▶ EXERCISE BRIEF: Copy out the final stretch of the listing: the line that contains "In this exercise you will spot each instance of the tall" and all lines after it, exactly as they appear.

▶ DATA EXTRACT:
---+---

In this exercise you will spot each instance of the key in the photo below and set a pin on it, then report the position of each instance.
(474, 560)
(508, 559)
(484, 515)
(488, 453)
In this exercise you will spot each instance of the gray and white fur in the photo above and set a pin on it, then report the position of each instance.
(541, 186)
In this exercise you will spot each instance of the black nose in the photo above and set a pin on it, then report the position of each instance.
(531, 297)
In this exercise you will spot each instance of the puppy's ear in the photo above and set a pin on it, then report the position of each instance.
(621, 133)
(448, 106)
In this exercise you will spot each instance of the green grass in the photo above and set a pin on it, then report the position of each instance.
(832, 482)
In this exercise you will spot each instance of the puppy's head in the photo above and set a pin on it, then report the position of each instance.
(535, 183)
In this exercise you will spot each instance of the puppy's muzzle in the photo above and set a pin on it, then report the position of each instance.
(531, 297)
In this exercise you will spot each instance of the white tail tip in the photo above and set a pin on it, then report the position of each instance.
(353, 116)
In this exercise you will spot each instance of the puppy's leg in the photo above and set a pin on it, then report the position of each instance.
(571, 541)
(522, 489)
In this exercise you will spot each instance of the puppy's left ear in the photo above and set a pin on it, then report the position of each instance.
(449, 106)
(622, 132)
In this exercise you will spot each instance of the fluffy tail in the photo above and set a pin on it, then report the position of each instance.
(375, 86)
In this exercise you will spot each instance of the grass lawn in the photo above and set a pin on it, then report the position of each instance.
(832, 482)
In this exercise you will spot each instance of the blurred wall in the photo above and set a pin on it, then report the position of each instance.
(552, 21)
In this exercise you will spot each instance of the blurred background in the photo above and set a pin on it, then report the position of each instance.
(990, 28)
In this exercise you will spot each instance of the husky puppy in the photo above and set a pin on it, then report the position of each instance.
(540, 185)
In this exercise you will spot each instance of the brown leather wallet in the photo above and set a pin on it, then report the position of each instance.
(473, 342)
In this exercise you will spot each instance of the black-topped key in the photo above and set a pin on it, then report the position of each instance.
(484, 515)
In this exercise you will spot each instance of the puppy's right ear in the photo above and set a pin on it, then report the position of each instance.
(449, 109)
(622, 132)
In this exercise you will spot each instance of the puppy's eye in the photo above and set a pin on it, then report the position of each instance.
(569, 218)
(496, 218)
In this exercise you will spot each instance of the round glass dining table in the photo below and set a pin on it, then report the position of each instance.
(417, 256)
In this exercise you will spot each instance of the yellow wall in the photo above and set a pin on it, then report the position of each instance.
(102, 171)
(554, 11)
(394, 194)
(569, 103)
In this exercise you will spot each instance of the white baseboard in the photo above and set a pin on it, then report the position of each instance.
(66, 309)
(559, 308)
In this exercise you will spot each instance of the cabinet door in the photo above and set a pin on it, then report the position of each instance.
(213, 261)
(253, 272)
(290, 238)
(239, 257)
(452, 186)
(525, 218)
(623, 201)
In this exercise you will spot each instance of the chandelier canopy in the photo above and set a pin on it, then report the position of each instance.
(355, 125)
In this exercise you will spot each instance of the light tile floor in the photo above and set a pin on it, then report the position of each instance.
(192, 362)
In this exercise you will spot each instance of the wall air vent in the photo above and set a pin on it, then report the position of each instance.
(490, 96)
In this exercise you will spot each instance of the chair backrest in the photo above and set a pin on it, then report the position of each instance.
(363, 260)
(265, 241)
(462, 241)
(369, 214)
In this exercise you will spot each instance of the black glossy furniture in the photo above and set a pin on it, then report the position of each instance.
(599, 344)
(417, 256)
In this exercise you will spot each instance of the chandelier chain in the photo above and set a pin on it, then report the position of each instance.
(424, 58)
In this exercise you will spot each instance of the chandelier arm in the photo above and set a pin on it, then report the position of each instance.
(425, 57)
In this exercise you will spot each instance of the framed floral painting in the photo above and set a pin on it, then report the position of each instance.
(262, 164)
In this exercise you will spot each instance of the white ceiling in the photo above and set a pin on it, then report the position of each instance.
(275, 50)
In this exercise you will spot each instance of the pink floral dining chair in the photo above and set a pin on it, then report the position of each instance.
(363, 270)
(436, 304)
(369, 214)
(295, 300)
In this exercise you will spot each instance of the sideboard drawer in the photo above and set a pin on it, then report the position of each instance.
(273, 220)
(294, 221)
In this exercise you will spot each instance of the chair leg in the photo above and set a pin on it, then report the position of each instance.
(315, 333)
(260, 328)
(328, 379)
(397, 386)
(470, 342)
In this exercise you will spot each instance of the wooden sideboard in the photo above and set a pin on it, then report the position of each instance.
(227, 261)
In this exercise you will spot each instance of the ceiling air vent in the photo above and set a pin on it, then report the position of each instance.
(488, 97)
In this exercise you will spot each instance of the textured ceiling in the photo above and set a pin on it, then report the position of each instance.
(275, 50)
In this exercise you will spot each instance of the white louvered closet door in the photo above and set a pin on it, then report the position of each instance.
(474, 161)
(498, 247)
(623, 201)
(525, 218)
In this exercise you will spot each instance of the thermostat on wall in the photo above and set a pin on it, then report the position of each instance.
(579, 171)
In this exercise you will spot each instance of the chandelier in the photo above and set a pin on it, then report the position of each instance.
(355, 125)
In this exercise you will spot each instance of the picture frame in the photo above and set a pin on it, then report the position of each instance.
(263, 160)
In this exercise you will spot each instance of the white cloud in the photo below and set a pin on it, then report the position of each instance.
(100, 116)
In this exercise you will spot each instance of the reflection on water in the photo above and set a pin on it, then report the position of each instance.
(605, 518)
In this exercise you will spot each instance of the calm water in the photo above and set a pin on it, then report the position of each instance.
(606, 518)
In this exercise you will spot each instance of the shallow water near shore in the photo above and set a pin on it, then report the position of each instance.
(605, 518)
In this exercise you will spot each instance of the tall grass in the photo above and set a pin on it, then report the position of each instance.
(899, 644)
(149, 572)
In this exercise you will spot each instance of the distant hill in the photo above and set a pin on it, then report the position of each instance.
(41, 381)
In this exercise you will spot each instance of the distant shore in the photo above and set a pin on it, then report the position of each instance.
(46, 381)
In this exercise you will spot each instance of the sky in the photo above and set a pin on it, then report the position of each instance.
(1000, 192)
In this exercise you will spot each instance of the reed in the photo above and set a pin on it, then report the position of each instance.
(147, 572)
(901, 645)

---+---

▶ REPLY TO THE TASK:
In this exercise you will spot each instance of the tall grass in the photo above and set a pin on it, then report the position of each instance.
(899, 644)
(149, 572)
In this exercise you will spot each instance of the distant hill in the photo above and set a pin on it, then report the position of each instance.
(41, 381)
In this exercise you will spot each instance of the distant shore in the photo above and set a pin on it, then report the position of each instance.
(46, 381)
In this exercise you will spot each instance of the sky in the photo above and set a pin on it, then report the position of each instance.
(1000, 192)
In this exercise you will spot each instance of the reed in the photo above and set a pin on it, then report the position of each instance.
(147, 572)
(901, 645)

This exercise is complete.